Task prompt: Identify each line below that contains the word "nose" and copy every such line in full. Treat uppercase and lowercase as distinct.

Data supplied:
◇ ◇ ◇ ◇

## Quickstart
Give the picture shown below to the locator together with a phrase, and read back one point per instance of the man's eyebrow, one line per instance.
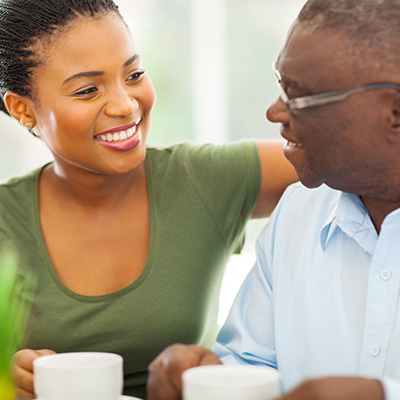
(89, 74)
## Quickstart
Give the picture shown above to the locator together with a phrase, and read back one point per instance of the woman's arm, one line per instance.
(276, 174)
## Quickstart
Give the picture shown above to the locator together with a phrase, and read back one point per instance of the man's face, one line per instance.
(341, 144)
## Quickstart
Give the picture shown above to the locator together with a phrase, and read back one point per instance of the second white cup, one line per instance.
(230, 382)
(78, 376)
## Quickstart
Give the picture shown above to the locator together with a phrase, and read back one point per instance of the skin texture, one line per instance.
(352, 146)
(85, 195)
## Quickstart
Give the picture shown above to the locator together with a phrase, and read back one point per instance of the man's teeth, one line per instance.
(118, 136)
(291, 144)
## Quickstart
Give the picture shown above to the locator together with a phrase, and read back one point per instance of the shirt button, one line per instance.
(374, 351)
(385, 274)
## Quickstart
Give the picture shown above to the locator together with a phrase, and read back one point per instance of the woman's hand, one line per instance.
(165, 372)
(23, 371)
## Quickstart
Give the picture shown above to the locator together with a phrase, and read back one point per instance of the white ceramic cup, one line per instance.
(230, 382)
(78, 376)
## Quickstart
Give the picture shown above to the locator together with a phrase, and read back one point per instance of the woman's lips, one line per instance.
(122, 140)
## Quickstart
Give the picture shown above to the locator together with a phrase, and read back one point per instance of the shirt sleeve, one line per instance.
(247, 337)
(391, 388)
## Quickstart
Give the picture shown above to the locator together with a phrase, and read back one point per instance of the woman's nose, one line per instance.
(278, 112)
(121, 104)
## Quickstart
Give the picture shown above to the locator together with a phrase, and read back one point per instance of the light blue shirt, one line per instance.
(323, 296)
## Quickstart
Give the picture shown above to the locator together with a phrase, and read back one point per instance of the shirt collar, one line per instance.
(351, 216)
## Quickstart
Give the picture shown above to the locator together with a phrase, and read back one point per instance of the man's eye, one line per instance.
(85, 92)
(136, 76)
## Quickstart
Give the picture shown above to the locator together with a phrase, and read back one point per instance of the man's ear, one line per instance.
(394, 128)
(20, 108)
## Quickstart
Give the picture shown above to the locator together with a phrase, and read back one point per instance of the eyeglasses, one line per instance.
(323, 98)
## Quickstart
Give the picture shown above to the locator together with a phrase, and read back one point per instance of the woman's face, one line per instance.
(93, 101)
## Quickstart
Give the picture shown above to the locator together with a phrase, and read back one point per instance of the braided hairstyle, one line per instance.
(23, 23)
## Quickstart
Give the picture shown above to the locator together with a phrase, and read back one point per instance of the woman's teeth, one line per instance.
(118, 136)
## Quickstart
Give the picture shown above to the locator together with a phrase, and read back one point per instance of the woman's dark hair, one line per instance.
(23, 23)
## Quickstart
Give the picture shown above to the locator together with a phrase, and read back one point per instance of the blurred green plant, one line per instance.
(13, 316)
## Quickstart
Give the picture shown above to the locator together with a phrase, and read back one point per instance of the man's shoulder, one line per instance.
(299, 193)
(303, 205)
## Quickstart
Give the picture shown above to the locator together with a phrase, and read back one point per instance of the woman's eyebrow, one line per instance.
(89, 74)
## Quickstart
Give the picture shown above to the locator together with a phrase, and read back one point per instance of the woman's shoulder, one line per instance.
(194, 153)
(18, 188)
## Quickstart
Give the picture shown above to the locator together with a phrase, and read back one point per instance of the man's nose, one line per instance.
(278, 112)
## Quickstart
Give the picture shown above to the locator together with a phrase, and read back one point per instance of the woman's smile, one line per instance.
(122, 139)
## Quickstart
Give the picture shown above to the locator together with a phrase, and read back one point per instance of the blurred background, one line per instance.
(210, 62)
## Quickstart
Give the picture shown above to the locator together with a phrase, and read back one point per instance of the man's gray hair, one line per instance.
(372, 25)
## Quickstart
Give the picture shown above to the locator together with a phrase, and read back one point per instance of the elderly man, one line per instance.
(322, 302)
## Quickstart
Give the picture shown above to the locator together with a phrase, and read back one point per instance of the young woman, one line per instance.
(128, 243)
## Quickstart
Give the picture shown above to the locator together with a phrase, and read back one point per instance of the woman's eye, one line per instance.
(87, 92)
(136, 76)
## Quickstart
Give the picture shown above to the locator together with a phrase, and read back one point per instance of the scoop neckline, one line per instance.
(50, 267)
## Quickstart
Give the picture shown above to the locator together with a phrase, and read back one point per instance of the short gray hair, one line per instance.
(372, 25)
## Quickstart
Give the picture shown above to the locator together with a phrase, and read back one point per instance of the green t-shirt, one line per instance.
(200, 199)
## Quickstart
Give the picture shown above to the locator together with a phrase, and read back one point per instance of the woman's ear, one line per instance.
(20, 108)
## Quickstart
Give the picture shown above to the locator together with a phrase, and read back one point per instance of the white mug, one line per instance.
(78, 376)
(230, 382)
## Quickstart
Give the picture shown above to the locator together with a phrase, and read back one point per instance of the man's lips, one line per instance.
(290, 142)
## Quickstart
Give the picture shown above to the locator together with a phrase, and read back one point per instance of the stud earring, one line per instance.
(28, 125)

◇ ◇ ◇ ◇

Finished task:
Give the picture shown above to the locator together with a phrase, and read back one point per instance of the woman's nose, one line per instance.
Give the picture shown above to the locator together with a phrase, and read back one point per instance of the man's nose, one line per instance.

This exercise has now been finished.